> _What the task asks_: Extract the stretch of entries from the start through the line containing "pixel 609 146", reproducing those lines word for word.

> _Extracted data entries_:
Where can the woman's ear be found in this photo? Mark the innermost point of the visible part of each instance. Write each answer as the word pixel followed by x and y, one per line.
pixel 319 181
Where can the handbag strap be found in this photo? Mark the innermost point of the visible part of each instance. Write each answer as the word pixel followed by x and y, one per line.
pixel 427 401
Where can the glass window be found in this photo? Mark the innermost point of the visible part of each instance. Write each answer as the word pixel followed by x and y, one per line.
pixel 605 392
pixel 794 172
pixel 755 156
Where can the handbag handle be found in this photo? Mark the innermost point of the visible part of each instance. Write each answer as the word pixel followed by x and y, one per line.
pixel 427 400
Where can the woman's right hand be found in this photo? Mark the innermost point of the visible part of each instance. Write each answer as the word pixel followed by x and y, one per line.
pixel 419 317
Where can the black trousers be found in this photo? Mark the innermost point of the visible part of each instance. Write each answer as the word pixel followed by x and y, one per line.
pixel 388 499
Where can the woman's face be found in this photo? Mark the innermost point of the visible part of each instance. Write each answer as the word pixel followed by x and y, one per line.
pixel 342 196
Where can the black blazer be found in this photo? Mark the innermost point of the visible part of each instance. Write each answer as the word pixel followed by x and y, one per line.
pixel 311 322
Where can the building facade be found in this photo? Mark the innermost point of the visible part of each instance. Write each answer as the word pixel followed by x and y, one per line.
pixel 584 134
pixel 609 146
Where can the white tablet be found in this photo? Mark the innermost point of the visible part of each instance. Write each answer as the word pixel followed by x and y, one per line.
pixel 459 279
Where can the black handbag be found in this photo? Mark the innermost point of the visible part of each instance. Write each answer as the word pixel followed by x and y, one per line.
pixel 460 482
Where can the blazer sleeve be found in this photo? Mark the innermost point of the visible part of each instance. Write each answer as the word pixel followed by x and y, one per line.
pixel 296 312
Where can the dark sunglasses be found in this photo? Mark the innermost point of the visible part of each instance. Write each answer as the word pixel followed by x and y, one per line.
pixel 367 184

> _Exercise response_:
Where can the woman's ear be found in this photo? Mark the innermost point of the visible part of each instance. Write each answer as the word pixel followed by x and y, one per line.
pixel 319 181
Where can the handbag strap be found in this photo? Mark the innermost point of the visible part of each instance. Write each answer as the word pixel followed by x and y, one per line.
pixel 427 401
Where can the glass window be found in this photo? Mark the innermost point of the visible part of each instance. Write each answer as the word pixel followed by x and y, one per line.
pixel 605 392
pixel 794 172
pixel 755 156
Where can the handbag handle be found in this photo? Mark the innermost point of the visible part of each instance. Write each answer as the word pixel followed by x and y, one per line.
pixel 427 400
Where can the woman's right hand be found in this photo? Mark the innermost point of the visible part of each instance. Write each answer as the word pixel followed by x and y, one per line.
pixel 419 317
Where can the black trousers be found in this photo? Mark the innermost point of the visible part of each instance. Write each answer as the word pixel followed by x and y, one per line.
pixel 388 499
Where can the woman's face be found in this photo? Mark the innermost point of the visible part of each instance. Write each answer as the word pixel followed by x and y, one per line.
pixel 342 196
Where can the black blazer be found in this photo? Mark the innermost point of the visible part of each instance. Write each answer as the word pixel followed by x and y, one per line.
pixel 311 322
Where can the building facade be found in this photo? Mark the innermost point of the visible part of each instance. Write each answer as the word pixel followed by x and y, one per line.
pixel 584 134
pixel 609 146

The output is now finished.